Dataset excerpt
####################

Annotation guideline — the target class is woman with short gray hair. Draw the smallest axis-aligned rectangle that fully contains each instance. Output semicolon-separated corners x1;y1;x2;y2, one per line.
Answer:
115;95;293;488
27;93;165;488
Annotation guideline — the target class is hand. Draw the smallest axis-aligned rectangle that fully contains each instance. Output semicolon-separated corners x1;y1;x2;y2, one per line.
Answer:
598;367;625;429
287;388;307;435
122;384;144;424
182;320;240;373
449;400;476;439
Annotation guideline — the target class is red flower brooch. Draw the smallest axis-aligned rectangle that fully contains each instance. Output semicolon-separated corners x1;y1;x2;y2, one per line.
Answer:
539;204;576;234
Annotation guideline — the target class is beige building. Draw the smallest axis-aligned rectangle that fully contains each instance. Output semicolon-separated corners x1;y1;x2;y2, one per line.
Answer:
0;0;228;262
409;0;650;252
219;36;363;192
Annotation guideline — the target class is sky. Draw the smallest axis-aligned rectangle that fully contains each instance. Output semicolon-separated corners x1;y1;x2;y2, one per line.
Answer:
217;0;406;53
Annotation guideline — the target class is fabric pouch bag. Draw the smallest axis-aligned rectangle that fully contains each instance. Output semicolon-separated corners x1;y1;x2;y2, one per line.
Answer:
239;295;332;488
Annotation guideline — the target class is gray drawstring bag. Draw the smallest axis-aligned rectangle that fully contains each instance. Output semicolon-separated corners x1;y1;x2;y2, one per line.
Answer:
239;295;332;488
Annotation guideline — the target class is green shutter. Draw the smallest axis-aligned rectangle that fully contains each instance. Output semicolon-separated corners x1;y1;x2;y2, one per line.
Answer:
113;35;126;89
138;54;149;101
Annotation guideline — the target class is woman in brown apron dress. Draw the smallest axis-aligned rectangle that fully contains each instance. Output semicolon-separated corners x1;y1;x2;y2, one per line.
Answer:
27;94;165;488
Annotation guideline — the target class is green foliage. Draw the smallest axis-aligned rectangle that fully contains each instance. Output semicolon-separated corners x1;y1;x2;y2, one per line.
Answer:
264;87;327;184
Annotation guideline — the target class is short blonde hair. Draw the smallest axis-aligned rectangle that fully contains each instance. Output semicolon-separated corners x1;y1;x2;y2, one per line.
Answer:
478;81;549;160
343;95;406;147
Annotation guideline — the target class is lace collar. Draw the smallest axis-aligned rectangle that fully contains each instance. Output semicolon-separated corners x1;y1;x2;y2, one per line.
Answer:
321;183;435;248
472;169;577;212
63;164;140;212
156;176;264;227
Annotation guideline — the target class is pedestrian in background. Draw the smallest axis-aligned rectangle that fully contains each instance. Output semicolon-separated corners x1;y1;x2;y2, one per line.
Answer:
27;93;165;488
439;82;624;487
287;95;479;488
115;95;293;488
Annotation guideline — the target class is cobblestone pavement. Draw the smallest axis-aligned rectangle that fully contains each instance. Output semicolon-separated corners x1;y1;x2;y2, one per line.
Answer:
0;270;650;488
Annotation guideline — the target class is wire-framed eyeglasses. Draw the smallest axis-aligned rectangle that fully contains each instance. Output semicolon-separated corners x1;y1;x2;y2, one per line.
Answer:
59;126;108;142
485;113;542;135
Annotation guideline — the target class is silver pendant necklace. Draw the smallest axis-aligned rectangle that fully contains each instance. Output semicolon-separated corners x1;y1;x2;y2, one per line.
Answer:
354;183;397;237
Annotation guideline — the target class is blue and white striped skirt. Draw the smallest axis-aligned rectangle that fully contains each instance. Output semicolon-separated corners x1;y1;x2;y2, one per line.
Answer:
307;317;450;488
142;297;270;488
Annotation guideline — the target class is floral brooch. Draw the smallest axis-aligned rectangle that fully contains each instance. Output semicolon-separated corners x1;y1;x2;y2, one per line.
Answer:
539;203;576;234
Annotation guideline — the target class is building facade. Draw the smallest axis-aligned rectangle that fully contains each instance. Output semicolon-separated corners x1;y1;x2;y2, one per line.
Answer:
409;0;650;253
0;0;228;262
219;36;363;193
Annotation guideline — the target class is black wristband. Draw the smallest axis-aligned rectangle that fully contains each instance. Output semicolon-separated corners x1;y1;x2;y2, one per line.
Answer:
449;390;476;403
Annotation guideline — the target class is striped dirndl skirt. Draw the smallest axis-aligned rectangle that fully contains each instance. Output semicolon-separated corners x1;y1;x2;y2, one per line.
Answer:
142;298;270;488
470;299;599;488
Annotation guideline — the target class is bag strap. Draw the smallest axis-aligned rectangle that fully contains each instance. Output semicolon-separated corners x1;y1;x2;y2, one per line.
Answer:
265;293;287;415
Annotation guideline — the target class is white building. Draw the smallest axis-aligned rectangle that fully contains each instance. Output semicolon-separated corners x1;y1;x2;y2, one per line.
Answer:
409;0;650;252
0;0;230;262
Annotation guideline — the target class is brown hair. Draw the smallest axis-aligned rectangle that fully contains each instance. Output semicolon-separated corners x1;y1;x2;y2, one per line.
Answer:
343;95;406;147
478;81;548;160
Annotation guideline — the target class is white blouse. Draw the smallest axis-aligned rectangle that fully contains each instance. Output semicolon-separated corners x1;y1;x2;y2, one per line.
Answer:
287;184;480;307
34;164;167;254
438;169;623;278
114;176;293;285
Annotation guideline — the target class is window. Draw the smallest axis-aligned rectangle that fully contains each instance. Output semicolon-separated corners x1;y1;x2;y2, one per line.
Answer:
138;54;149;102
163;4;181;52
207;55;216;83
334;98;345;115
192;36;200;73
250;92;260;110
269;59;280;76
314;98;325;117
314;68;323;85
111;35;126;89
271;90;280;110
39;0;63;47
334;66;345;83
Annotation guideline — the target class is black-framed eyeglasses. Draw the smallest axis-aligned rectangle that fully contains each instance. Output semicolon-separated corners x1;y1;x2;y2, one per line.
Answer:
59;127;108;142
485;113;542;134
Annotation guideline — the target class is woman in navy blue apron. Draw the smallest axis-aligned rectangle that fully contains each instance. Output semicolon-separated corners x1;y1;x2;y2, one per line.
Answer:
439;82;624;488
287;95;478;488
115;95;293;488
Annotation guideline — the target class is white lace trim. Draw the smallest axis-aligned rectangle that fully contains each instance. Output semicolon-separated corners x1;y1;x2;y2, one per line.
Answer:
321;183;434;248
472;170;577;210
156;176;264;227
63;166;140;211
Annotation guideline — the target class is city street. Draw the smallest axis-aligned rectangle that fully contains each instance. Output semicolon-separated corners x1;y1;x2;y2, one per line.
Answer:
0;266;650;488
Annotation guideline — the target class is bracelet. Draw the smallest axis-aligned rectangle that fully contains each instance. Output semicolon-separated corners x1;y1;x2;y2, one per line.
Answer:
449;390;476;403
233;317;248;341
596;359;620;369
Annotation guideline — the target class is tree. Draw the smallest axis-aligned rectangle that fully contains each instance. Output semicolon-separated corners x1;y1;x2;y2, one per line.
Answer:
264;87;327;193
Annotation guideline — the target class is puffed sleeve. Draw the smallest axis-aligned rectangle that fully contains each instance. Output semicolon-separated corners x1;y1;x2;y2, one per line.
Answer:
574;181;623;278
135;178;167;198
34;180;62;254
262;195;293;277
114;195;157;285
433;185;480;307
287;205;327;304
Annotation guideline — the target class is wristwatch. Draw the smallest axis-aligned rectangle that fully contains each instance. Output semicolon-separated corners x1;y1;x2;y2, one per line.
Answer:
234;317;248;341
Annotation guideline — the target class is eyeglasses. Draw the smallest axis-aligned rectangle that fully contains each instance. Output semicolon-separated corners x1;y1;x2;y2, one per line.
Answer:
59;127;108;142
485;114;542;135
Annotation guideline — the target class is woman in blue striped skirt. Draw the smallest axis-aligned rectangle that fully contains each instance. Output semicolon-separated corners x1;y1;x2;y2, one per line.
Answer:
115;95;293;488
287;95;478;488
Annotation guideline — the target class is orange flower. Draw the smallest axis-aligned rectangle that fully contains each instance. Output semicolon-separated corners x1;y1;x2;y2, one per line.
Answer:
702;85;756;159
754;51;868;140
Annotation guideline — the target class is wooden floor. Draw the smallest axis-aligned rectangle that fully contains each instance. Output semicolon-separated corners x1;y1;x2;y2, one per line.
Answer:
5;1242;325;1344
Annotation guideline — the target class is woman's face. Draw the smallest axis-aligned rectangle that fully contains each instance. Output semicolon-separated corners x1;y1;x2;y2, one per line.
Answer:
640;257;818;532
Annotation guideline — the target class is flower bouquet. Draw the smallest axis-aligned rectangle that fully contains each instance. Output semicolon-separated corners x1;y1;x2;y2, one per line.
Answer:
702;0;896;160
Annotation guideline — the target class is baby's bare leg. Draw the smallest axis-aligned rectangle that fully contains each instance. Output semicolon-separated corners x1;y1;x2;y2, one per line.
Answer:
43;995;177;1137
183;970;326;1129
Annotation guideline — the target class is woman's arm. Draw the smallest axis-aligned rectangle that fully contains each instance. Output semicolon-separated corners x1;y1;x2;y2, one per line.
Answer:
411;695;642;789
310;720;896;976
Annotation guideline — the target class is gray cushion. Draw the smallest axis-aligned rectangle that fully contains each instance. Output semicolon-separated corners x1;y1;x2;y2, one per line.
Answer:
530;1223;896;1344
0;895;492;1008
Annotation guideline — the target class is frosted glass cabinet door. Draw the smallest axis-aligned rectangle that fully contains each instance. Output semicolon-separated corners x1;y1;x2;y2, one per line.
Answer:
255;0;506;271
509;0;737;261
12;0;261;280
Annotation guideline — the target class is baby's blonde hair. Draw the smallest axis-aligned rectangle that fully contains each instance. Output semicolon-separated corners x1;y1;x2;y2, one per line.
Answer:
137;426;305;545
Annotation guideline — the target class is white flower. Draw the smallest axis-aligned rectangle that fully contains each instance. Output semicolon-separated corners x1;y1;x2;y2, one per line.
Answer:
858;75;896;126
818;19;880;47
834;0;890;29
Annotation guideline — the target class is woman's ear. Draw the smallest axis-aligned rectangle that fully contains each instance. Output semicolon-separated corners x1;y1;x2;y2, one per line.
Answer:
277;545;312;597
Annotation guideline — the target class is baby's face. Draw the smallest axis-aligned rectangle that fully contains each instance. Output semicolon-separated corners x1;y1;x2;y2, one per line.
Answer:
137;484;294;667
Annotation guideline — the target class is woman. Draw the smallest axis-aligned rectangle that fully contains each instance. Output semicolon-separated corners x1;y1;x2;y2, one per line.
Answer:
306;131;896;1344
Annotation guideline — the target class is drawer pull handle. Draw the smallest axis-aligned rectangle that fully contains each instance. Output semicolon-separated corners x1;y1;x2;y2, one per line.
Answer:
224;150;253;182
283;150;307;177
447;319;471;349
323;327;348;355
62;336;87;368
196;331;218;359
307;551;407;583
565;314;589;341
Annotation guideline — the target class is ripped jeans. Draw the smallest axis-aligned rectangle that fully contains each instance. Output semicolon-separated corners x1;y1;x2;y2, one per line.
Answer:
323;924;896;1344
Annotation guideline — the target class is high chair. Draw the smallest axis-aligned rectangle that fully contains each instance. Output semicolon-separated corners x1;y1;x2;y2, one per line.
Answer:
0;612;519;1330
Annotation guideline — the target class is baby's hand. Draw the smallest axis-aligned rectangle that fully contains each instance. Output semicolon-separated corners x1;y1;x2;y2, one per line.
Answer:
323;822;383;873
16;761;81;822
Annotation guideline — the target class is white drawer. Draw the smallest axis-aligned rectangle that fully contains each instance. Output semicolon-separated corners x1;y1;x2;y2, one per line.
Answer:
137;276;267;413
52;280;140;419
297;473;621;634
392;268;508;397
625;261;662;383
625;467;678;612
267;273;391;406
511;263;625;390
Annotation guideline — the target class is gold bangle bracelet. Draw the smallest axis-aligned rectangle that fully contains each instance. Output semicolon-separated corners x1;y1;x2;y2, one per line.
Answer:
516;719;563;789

####################

Express everything from the line containing "Annotation guideline — the target class is building" down to the line containing "114;176;293;285" as a two-column CSV with the columns instruction and answer. Give one row for each line beginning "Annotation guideline" with its answer beside it, quoting every field and replacing line breaks with spaces.

§ **Result**:
instruction,answer
"Annotation guideline — the target class is building facade. Draw the smallest axis-aligned rectangle that fully contains each instance. Output semicolon-separated corners x1;y1;x2;y2, one per line. Answer:","409;0;650;253 0;0;228;262 219;36;363;193"
"Annotation guideline — the target class is black wristband. Draw the smallest axis-aligned rectangle that fully contains each instance. Output semicolon-separated corners x1;y1;x2;y2, one per line. Answer:","449;390;476;403"
"Annotation guideline — the target class is striped dirndl skirt. Draw the smallest axis-aligned rectangle that fully contains each instance. Output semicolon-separated corners x1;y1;x2;y2, one per line. Answer:","142;298;270;488 470;299;599;488"
"Annotation guideline — the target class is bag strap. Draw the smallest axis-aligned rectangle that fully contains each instance. Output semicolon-separated corners x1;y1;x2;y2, one per line. Answer:","265;293;287;415"
"Annotation guideline — the target class is white building. Draw the smallest axis-aligned rectangle that fully contains each instance. Output semicolon-separated corners x1;y1;x2;y2, one per line. Answer:","409;0;650;252 0;0;230;262"
"Annotation guideline — the target class is brown hair. Draw the smallest axis-aligned rectangle that fully contains each instance. Output semicolon-separated corners x1;y1;x2;y2, one per line. Answer:","343;95;406;147 478;81;548;160"
"Annotation guideline — the target class is white blouse. Draw the smallest axis-aligned rectangle that fully contains each instance. Output semicolon-separated corners x1;y1;x2;y2, one per line. Answer:","287;184;480;307 34;164;167;254 438;169;623;278 114;176;293;285"